» Stated task: Reproduce the whole listing, character for character.

(Dataset items)
════

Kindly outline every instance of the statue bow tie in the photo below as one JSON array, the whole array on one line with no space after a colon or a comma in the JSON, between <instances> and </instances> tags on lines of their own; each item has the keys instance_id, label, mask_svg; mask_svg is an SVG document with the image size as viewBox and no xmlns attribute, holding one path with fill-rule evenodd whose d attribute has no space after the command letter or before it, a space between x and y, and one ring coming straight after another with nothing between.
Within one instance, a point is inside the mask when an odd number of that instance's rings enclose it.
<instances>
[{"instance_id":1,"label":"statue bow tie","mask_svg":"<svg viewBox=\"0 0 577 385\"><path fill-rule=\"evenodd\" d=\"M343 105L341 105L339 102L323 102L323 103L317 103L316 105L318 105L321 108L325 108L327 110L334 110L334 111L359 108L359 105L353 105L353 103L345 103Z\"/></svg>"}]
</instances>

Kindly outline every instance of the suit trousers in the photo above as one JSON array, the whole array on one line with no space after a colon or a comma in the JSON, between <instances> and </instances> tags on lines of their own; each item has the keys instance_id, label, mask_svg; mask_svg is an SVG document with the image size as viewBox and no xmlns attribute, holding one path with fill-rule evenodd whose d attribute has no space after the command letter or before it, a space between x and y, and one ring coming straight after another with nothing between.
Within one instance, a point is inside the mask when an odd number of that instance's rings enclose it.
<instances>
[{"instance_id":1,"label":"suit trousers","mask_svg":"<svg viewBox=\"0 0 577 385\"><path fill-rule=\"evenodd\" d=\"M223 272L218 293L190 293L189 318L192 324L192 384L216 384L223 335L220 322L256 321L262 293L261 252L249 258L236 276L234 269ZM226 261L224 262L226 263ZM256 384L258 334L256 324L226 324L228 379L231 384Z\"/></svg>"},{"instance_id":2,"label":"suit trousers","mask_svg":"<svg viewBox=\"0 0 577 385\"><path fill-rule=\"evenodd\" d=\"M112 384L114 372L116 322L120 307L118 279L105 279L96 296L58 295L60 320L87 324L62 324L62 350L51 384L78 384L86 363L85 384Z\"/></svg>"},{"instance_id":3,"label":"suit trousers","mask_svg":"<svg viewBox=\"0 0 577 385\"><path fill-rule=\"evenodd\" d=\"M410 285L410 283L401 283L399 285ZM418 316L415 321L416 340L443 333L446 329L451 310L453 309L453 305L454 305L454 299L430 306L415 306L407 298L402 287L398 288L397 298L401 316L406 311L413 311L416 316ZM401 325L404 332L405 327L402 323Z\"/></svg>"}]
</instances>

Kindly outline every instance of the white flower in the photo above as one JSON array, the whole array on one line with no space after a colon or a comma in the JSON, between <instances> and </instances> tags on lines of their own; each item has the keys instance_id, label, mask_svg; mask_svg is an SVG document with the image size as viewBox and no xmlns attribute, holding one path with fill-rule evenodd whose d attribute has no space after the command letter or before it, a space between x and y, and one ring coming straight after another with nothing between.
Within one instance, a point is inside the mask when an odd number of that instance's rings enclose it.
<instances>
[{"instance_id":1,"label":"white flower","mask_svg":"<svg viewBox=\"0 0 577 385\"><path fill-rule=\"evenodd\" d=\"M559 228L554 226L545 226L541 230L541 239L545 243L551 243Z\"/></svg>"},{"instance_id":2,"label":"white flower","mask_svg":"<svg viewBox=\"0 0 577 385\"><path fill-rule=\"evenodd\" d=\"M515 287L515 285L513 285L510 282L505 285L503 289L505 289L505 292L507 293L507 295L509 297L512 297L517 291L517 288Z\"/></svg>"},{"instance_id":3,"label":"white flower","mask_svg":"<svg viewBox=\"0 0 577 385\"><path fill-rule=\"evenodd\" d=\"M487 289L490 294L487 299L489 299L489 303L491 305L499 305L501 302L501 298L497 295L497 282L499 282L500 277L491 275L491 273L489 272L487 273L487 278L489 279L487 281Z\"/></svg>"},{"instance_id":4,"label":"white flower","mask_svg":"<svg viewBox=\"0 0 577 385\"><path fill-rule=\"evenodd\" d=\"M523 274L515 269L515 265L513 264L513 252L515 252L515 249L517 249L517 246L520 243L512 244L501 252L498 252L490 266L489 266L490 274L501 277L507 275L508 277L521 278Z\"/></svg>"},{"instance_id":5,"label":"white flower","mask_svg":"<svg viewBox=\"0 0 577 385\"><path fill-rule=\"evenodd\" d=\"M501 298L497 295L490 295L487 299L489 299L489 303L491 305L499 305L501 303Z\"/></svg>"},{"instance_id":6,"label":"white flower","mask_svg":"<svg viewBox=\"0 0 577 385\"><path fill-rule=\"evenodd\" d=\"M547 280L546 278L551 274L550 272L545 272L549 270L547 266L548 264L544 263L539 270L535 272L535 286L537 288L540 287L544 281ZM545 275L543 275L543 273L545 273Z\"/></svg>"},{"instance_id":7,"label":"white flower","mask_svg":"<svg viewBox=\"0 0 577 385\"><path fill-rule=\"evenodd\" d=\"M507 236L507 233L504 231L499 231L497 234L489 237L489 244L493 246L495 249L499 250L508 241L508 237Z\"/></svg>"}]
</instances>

════

» Answer for this exercise:
Kindly outline every instance of the statue bow tie in the photo below as one JSON array, the whole array on one line with no space after a colon or a comma in the JSON, between <instances> and </instances> tags on lines of their own; each item has the keys instance_id, label, mask_svg; mask_svg is an SVG document with the image size as viewBox and no xmlns attribute, holding one path with fill-rule evenodd whose d attribute has no space after the command letter or before it, a space between x and y, and one ring coming straight after another with nothing between.
Within one instance, a point is inside the mask when an odd number of that instance's rings enclose it.
<instances>
[{"instance_id":1,"label":"statue bow tie","mask_svg":"<svg viewBox=\"0 0 577 385\"><path fill-rule=\"evenodd\" d=\"M343 105L341 105L339 102L323 102L323 103L317 103L316 105L318 105L321 108L325 108L327 110L334 110L334 111L359 108L359 105L353 105L353 103L345 103Z\"/></svg>"}]
</instances>

Kindly outline every instance of the suit trousers in the photo above as one JSON array, the whole array on one line with no space after a colon or a comma in the JSON, between <instances> and </instances> tags on lines of their own; each item has the keys instance_id, label, mask_svg; mask_svg is an SVG document with the image size as viewBox and no xmlns attribute, holding one path with fill-rule evenodd whose d attribute has no space after the command letter or before it, a space between x and y, and one ring coming straight after another with nothing between.
Within one instance, a point is inside the mask when an odd number of that instance's rings enclose it.
<instances>
[{"instance_id":1,"label":"suit trousers","mask_svg":"<svg viewBox=\"0 0 577 385\"><path fill-rule=\"evenodd\" d=\"M223 272L218 293L190 293L189 318L192 324L192 384L216 384L223 335L220 322L256 321L262 293L261 252L249 258L236 276L234 269ZM226 261L224 262L226 263ZM256 384L258 334L256 324L226 324L228 379L231 384Z\"/></svg>"},{"instance_id":2,"label":"suit trousers","mask_svg":"<svg viewBox=\"0 0 577 385\"><path fill-rule=\"evenodd\" d=\"M112 384L114 372L116 322L120 307L118 279L105 279L96 296L58 295L60 320L87 324L62 324L62 350L51 384L78 384L86 363L85 384Z\"/></svg>"},{"instance_id":3,"label":"suit trousers","mask_svg":"<svg viewBox=\"0 0 577 385\"><path fill-rule=\"evenodd\" d=\"M410 285L410 283L401 283L399 285ZM418 316L415 321L416 340L443 333L446 329L451 310L453 309L453 305L454 305L454 299L430 306L415 306L407 298L402 287L398 288L397 298L401 316L406 311L413 311L416 316ZM401 325L404 332L405 327L402 323Z\"/></svg>"}]
</instances>

Kindly outline every instance of the white flower in the photo above as one JSON array, the whole array on one line with no space after a colon or a comma in the JSON, between <instances> and </instances> tags on lines of their own; each item has the keys instance_id, label, mask_svg; mask_svg is an SVG document with the image size as viewBox and no xmlns attribute, holding one path with fill-rule evenodd whose d attribute has no space after the command letter or before it, a space between x and y, and one ring coming straight after another with nothing between.
Within one instance, a point is inside the mask when an odd number of that instance's rings enclose it.
<instances>
[{"instance_id":1,"label":"white flower","mask_svg":"<svg viewBox=\"0 0 577 385\"><path fill-rule=\"evenodd\" d=\"M559 228L554 226L545 226L541 230L541 239L545 243L551 243Z\"/></svg>"},{"instance_id":2,"label":"white flower","mask_svg":"<svg viewBox=\"0 0 577 385\"><path fill-rule=\"evenodd\" d=\"M515 287L515 285L513 285L510 282L505 285L503 289L505 289L505 292L507 293L507 295L509 297L512 297L517 291L517 288Z\"/></svg>"},{"instance_id":3,"label":"white flower","mask_svg":"<svg viewBox=\"0 0 577 385\"><path fill-rule=\"evenodd\" d=\"M487 289L490 294L487 299L489 299L489 303L491 305L499 305L501 302L501 298L497 295L497 282L499 282L500 277L491 275L491 273L489 272L487 273L487 278L489 279L487 281Z\"/></svg>"},{"instance_id":4,"label":"white flower","mask_svg":"<svg viewBox=\"0 0 577 385\"><path fill-rule=\"evenodd\" d=\"M523 274L515 269L515 265L513 264L513 252L515 252L515 249L517 249L517 246L520 243L512 244L501 252L498 252L490 266L489 266L490 274L501 277L507 275L508 277L521 278Z\"/></svg>"},{"instance_id":5,"label":"white flower","mask_svg":"<svg viewBox=\"0 0 577 385\"><path fill-rule=\"evenodd\" d=\"M501 298L497 295L490 295L487 299L489 299L489 303L491 305L499 305L501 303Z\"/></svg>"},{"instance_id":6,"label":"white flower","mask_svg":"<svg viewBox=\"0 0 577 385\"><path fill-rule=\"evenodd\" d=\"M547 280L546 278L551 274L550 272L545 272L549 270L547 266L548 264L544 263L539 270L535 272L535 286L537 288L540 287L544 281ZM545 275L543 275L543 273L545 273Z\"/></svg>"},{"instance_id":7,"label":"white flower","mask_svg":"<svg viewBox=\"0 0 577 385\"><path fill-rule=\"evenodd\" d=\"M507 236L507 233L504 231L499 231L497 234L489 237L489 244L493 246L495 249L499 250L508 241L508 237Z\"/></svg>"}]
</instances>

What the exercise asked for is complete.